◆ **Problem details**: Repeat every line below exactly, word for word.

◆ **Exercise data**:
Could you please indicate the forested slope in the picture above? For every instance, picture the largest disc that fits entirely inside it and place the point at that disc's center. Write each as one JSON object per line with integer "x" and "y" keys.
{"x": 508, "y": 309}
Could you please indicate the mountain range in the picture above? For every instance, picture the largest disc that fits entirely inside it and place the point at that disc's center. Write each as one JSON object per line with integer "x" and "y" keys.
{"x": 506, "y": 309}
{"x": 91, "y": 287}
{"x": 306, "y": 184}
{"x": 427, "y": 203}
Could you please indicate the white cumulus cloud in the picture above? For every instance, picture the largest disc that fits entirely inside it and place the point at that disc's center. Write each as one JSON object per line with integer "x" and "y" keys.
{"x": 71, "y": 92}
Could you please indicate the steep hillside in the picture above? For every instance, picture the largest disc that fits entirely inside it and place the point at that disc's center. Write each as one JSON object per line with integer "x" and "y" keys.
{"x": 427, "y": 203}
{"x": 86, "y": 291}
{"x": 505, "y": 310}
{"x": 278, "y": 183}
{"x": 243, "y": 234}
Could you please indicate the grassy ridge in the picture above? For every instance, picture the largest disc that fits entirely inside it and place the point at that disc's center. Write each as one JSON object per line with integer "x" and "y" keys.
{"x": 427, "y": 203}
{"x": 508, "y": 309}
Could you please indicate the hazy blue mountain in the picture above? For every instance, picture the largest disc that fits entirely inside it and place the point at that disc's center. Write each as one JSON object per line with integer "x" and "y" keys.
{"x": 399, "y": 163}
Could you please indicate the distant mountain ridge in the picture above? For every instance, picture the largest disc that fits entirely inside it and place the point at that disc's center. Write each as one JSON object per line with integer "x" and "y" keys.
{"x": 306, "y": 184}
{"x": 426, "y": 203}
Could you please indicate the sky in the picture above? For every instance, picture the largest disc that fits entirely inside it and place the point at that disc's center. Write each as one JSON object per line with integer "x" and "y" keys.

◆ **Result of this task**:
Could you please indicate the forested slope in the picture above? For every instance, picture the largest disc that fits entirely inside it and place the point at that disc's center. Write each as one JSON object per line with integer "x" and "y" keys.
{"x": 508, "y": 309}
Could you please indicate the mountain range in the picture above? For every instance, picture the largest disc that fits entirely inside it and place the point at that disc's center. Write each as one JSON object per line with integer "x" and "y" keys.
{"x": 506, "y": 309}
{"x": 91, "y": 287}
{"x": 306, "y": 184}
{"x": 427, "y": 203}
Could you please indicate the white cumulus cloud in the picture above? For every instance, picture the largest disc that fits entirely inside it and place the point at that disc's center. Write each as one JSON object per line with integer "x" and "y" keys.
{"x": 71, "y": 92}
Could you please indicate the steep hillside in the picture above? For every instance, picture the largest disc that fits entirely inside it and place the point at that disc's center. Write each as one JSON object per line with integer "x" and "y" keys.
{"x": 427, "y": 203}
{"x": 86, "y": 291}
{"x": 505, "y": 310}
{"x": 278, "y": 183}
{"x": 243, "y": 234}
Could you please indicate the grassy ridge in the picture above? For every instance, picture the largest disc that fits entirely inside it and place the point at that disc's center. Write each as one JSON object per line with integer "x" and "y" keys.
{"x": 427, "y": 203}
{"x": 508, "y": 309}
Could you please indicate the hazy blue mountain in the picture above? For every instance, picture the largest disc that fits entirely inside it and place the point at that disc's center. Write each as one JSON object per line with integer "x" and "y" keys.
{"x": 399, "y": 163}
Could you please indicate the distant mountain ridge in the picture above? For every instance, picture the largest disc that fits entirely inside it and place the point at that disc's center. Write each as one JSON object per line with integer "x" and "y" keys.
{"x": 306, "y": 184}
{"x": 426, "y": 203}
Could you please indicate the sky in the picture above? For every instance, picture the largest disc that fits entirely inside it and place the point at that disc's center. Write each as one JSON object per line with integer "x" and "y" keys.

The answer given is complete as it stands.